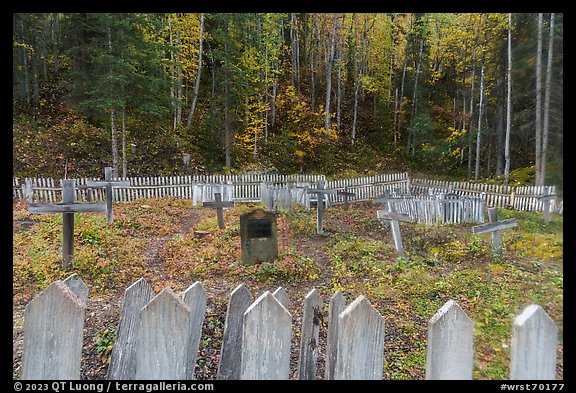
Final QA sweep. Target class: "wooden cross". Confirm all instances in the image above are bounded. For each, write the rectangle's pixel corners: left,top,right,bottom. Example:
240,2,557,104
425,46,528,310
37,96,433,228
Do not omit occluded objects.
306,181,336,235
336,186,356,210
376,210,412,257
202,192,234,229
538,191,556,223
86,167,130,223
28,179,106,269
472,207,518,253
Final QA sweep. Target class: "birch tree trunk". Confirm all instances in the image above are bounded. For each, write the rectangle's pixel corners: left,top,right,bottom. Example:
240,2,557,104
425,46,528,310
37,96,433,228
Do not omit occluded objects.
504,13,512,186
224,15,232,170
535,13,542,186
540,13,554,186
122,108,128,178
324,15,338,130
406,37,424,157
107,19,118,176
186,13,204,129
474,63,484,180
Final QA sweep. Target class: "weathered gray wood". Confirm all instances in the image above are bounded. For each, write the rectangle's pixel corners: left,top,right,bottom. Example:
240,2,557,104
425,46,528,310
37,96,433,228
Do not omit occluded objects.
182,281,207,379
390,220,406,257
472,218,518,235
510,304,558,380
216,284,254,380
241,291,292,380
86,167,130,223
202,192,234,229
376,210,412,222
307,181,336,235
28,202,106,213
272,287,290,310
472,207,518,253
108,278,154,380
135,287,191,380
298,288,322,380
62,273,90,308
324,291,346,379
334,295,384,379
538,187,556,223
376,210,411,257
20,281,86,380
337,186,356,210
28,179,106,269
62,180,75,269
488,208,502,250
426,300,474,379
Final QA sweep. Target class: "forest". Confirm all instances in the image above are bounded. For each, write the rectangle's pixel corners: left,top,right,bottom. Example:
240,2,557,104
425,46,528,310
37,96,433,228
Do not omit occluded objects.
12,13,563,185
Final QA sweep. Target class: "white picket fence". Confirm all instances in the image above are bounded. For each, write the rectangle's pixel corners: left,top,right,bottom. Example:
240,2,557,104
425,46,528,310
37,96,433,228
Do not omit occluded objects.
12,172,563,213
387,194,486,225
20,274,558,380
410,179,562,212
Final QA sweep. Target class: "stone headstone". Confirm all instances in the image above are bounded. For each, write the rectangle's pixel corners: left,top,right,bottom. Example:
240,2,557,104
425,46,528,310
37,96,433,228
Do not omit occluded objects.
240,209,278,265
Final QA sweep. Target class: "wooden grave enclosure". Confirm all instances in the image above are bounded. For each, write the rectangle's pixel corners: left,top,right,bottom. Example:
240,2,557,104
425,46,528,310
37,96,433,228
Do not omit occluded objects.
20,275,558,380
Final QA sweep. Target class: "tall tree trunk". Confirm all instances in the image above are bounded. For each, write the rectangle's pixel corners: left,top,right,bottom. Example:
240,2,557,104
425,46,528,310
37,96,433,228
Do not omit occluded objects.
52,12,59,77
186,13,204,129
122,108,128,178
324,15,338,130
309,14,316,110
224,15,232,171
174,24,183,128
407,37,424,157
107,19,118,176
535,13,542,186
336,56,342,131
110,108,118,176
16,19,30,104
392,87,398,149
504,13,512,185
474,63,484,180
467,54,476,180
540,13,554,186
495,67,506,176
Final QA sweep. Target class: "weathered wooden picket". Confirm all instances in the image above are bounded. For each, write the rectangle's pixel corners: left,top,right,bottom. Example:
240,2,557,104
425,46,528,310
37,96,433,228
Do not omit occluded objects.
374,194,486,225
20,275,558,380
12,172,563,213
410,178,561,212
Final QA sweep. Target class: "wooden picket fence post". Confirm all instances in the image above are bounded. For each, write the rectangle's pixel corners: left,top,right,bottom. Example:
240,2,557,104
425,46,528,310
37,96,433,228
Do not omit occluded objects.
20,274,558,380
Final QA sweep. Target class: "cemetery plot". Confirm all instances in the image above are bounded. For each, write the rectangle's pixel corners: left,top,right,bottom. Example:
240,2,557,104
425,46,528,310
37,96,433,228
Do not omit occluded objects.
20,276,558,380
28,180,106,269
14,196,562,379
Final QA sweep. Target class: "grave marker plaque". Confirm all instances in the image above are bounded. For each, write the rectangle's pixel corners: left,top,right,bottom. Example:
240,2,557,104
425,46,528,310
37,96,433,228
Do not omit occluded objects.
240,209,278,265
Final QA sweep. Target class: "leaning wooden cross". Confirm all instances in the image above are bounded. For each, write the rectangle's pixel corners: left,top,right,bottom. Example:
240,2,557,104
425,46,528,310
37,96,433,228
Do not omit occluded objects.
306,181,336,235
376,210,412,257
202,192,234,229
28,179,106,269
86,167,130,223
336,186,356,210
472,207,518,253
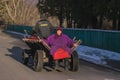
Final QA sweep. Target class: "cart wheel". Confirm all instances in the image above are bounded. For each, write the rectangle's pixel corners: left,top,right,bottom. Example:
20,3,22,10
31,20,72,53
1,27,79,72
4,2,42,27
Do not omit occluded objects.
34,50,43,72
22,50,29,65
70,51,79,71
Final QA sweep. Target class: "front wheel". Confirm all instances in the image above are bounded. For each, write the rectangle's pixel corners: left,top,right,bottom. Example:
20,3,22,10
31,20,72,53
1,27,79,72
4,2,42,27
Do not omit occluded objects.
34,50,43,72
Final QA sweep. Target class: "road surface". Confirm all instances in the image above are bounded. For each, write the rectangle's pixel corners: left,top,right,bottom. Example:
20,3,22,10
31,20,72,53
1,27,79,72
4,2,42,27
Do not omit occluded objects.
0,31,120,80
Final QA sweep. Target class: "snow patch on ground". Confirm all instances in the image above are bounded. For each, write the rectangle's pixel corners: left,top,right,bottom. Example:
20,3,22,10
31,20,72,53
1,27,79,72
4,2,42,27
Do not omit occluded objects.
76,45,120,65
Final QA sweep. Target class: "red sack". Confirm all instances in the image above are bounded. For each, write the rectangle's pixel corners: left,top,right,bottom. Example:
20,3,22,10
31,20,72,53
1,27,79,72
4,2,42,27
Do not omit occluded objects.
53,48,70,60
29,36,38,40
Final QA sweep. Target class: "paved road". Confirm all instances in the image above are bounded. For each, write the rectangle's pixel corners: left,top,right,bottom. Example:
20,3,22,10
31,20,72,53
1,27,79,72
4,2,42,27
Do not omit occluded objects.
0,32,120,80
□ □ □ □
- **TO BE DONE**: Identify every line of the entries above that contains the word "fence", and copy each of those lines. Case counts.

- **RESULT OF THIS EXERCISE**:
Final QA sweep. Target class: "white picket fence". Confirm all instances in the image above are bounded. For each, write the rectangle's pixel corners: left,top,right,bottom. Example:
Final QA sweep. Target class: "wooden picket fence post". Confirm all instances in the image above are bounded. For each, write the rectangle's pixel corners: left,top,right,bottom. Example:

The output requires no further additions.